## Your goal
Copy the data below word for word, starting at the line that contains "Where can you see the dirt" and ending at the line that contains "column 27, row 55", with both of those lines included.
====
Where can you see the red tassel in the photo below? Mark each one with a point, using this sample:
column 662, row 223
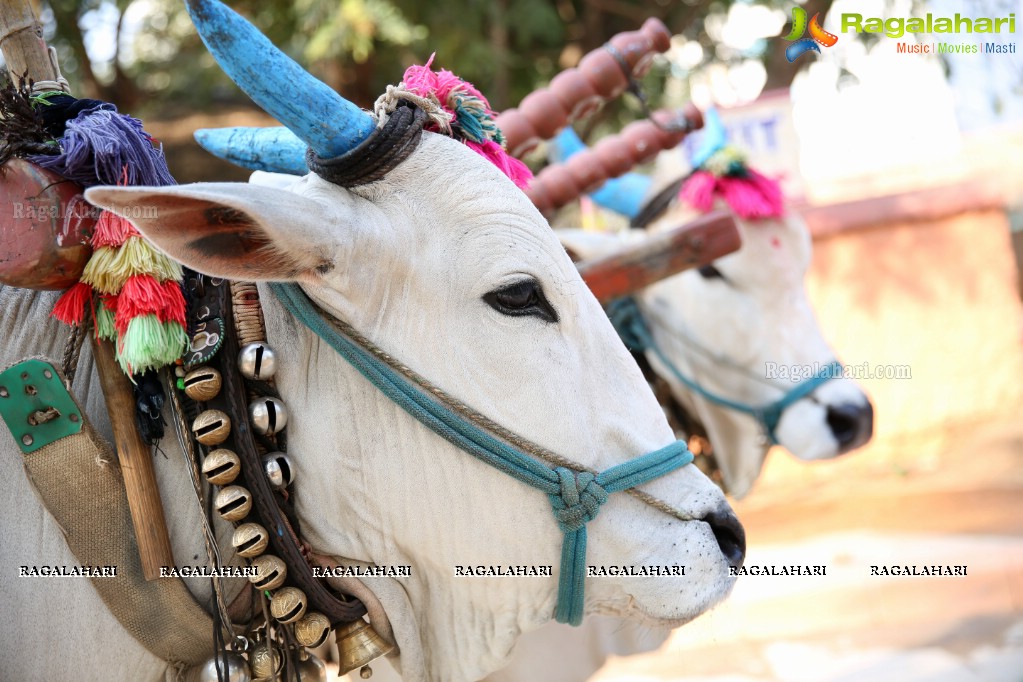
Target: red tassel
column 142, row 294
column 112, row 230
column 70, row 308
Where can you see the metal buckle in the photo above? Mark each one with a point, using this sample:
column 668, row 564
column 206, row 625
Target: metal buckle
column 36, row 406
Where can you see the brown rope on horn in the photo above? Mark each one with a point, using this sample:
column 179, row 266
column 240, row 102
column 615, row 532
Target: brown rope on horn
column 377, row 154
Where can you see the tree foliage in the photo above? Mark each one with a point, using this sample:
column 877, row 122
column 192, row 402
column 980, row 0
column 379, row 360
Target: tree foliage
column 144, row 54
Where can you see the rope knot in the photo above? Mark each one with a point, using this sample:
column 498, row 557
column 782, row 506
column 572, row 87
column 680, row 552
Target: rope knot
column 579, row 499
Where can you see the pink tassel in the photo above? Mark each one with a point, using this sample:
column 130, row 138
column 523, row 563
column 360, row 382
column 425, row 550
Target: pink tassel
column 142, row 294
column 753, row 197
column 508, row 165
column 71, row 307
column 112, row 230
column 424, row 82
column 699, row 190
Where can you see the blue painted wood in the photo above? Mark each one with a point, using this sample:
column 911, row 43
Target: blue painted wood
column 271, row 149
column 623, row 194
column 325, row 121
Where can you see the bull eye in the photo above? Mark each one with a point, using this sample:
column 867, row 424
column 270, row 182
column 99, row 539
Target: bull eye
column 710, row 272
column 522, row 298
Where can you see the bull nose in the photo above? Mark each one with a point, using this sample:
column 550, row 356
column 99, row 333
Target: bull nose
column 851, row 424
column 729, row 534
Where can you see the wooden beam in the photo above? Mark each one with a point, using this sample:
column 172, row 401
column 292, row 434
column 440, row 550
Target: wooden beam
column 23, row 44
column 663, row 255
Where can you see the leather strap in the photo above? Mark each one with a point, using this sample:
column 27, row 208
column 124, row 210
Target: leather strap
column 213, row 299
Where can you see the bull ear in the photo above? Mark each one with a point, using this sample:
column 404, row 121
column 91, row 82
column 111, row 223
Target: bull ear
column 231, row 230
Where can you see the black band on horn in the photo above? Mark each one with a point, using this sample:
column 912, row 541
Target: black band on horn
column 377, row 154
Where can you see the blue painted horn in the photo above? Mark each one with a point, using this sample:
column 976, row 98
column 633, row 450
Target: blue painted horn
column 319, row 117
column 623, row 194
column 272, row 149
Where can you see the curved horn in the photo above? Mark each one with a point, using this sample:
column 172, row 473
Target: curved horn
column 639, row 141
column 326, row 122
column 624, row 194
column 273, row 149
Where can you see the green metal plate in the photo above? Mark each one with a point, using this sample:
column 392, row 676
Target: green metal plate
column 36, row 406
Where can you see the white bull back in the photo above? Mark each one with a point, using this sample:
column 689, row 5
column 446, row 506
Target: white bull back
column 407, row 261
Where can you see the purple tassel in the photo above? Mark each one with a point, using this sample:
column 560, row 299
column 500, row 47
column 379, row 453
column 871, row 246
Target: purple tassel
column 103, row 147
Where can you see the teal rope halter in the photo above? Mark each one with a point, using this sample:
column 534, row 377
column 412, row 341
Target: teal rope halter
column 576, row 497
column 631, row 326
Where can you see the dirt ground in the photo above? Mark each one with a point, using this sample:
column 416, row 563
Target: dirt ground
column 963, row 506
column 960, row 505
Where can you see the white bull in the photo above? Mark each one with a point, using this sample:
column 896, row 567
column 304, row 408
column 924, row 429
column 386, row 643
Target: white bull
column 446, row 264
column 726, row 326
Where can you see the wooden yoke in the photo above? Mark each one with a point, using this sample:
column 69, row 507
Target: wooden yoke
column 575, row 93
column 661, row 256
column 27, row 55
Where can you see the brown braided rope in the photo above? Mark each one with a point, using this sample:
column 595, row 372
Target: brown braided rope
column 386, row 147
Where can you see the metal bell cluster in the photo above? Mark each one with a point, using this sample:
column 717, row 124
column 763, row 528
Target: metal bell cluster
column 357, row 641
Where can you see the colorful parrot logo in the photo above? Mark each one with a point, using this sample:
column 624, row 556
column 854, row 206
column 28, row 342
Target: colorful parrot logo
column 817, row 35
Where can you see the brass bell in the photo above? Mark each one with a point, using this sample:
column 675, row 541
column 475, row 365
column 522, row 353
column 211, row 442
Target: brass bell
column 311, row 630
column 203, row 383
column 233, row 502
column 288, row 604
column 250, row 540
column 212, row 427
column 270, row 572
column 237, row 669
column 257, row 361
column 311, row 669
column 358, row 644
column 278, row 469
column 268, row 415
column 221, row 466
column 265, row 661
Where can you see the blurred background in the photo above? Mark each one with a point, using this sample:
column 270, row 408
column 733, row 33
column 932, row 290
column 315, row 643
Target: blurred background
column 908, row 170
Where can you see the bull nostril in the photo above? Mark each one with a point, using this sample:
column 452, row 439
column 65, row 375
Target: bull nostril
====
## Response
Where can you see the dirt ground in the photo above? Mark each one with a point, using this sample:
column 416, row 563
Target: dirt ground
column 963, row 506
column 960, row 505
Where can you see the white bull in the photo above? Mark each one with a point, using this sample:
column 896, row 567
column 304, row 408
column 924, row 429
column 386, row 643
Target: white bull
column 446, row 264
column 726, row 326
Where can you see the wooden yoke in the photo above? Mark each one with a point, using this sample:
column 69, row 507
Target: wooden yoke
column 575, row 93
column 661, row 256
column 27, row 55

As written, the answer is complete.